Exercise requirements — Copy the records below verbatim, starting at the line that contains "negative clicks: (36, 53)" and continuing through the final line of the records. Include both of those lines.
::: Extracted data :::
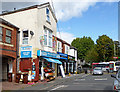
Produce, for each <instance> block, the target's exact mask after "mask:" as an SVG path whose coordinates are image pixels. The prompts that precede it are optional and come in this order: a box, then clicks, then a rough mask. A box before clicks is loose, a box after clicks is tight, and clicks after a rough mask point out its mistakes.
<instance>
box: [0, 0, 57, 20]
mask: <svg viewBox="0 0 120 92" xmlns="http://www.w3.org/2000/svg"><path fill="white" fill-rule="evenodd" d="M44 5H46V6H48V7H49V8H50V11H51V13H52V15H53V17H54V18H55V20H56V22H57V18H56V16H55V14H54V13H53V11H52V8H51V6H50V3H49V2H47V3H43V4H40V5H33V6H29V7H26V8H22V9H18V10H14V11H10V12H6V13H2V14H0V16H3V15H8V14H12V13H17V12H21V11H25V10H29V9H33V8H39V7H42V6H44Z"/></svg>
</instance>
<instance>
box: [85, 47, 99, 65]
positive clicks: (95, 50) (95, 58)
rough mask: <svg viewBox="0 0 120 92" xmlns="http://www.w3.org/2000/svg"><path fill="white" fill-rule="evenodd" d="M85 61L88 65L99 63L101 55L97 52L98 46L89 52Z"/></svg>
mask: <svg viewBox="0 0 120 92" xmlns="http://www.w3.org/2000/svg"><path fill="white" fill-rule="evenodd" d="M85 61H86V62H88V63H92V62H98V61H99V54H98V53H97V51H96V45H95V46H94V47H93V48H91V49H90V50H88V51H87V53H86V56H85Z"/></svg>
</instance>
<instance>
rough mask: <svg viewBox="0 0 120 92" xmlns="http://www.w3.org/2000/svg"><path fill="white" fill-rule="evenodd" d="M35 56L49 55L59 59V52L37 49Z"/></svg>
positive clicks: (49, 56)
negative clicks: (36, 53)
mask: <svg viewBox="0 0 120 92" xmlns="http://www.w3.org/2000/svg"><path fill="white" fill-rule="evenodd" d="M37 56H43V57H51V58H57V59H60V55H59V54H55V53H51V52H47V51H43V50H38V51H37Z"/></svg>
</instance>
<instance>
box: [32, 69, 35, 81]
mask: <svg viewBox="0 0 120 92" xmlns="http://www.w3.org/2000/svg"><path fill="white" fill-rule="evenodd" d="M35 75H36V72H35V71H32V79H35Z"/></svg>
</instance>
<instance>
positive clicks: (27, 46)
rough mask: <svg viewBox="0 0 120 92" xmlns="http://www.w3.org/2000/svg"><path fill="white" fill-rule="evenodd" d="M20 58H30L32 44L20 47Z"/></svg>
mask: <svg viewBox="0 0 120 92" xmlns="http://www.w3.org/2000/svg"><path fill="white" fill-rule="evenodd" d="M21 58H32V46H25V47H21Z"/></svg>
:::
Expected answer —
negative clicks: (36, 53)
mask: <svg viewBox="0 0 120 92" xmlns="http://www.w3.org/2000/svg"><path fill="white" fill-rule="evenodd" d="M37 56H43V57H51V58H57V59H60V55H59V54H55V53H51V52H47V51H43V50H38V51H37Z"/></svg>
</instance>
<instance>
box: [32, 69, 35, 81]
mask: <svg viewBox="0 0 120 92" xmlns="http://www.w3.org/2000/svg"><path fill="white" fill-rule="evenodd" d="M35 75H36V72H35V71H32V79H35Z"/></svg>
</instance>
<instance>
positive clicks: (27, 46)
rough mask: <svg viewBox="0 0 120 92" xmlns="http://www.w3.org/2000/svg"><path fill="white" fill-rule="evenodd" d="M20 58H30L32 44L20 47Z"/></svg>
mask: <svg viewBox="0 0 120 92" xmlns="http://www.w3.org/2000/svg"><path fill="white" fill-rule="evenodd" d="M21 58H32V46H25V47H21Z"/></svg>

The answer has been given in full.